[Material for the task]:
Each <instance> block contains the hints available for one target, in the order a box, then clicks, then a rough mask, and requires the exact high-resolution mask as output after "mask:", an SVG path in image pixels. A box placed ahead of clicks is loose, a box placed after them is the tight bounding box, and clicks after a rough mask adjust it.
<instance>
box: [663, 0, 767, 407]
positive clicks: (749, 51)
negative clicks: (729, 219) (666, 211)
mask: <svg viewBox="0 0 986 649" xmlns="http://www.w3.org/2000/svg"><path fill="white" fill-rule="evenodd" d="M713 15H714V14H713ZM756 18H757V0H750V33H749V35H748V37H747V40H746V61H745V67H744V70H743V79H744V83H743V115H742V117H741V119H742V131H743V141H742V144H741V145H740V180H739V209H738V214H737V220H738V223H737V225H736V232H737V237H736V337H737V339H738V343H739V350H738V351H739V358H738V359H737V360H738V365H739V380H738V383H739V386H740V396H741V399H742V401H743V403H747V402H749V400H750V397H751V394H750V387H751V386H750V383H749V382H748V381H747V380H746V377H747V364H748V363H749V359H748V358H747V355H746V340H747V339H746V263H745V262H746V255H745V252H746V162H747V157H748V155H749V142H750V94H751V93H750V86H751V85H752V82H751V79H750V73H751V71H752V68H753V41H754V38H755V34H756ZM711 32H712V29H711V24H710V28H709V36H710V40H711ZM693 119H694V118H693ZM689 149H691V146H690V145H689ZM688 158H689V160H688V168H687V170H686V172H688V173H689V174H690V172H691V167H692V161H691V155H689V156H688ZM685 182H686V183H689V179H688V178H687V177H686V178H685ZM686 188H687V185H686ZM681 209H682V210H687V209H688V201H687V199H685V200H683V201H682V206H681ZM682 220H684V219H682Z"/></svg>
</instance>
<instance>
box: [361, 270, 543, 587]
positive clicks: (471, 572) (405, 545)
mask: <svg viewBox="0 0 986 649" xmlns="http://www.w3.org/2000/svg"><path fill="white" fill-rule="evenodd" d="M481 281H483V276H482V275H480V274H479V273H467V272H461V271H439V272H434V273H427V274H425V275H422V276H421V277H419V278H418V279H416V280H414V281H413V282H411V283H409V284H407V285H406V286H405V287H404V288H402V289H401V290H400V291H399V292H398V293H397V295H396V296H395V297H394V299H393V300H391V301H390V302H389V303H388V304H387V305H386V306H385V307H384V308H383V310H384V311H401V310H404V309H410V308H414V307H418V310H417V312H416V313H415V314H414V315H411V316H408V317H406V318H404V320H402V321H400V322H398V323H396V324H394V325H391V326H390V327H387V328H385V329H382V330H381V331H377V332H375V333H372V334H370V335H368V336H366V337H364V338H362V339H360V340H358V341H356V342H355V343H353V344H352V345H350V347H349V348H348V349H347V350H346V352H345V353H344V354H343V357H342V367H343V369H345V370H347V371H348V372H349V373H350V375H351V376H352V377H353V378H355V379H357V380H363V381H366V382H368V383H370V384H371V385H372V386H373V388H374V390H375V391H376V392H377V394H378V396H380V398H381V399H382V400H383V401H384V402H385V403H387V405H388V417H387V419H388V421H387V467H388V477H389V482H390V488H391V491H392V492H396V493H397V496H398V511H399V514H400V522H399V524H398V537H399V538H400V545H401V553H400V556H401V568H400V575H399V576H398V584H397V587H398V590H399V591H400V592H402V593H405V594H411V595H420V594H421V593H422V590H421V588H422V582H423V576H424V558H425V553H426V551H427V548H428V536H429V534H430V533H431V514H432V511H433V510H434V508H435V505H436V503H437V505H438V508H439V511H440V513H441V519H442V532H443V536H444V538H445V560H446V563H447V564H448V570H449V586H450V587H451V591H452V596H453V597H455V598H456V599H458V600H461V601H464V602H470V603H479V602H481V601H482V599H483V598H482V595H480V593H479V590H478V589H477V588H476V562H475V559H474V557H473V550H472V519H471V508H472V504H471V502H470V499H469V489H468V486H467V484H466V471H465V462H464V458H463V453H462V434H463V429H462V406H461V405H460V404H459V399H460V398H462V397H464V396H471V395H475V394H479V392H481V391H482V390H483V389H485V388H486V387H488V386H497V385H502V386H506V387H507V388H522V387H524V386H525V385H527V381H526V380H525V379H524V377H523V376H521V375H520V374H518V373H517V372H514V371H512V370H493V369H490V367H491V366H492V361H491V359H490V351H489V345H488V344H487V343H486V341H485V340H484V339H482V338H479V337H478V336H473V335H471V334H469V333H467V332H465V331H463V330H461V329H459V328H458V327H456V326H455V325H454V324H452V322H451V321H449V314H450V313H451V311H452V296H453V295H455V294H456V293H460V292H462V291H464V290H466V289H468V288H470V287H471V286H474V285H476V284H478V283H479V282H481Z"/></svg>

[Exercise directions]: Scan the preceding records line by line, and state how many lines contain "instance". Nothing else belongs in the answer.

[Answer for the task]: 4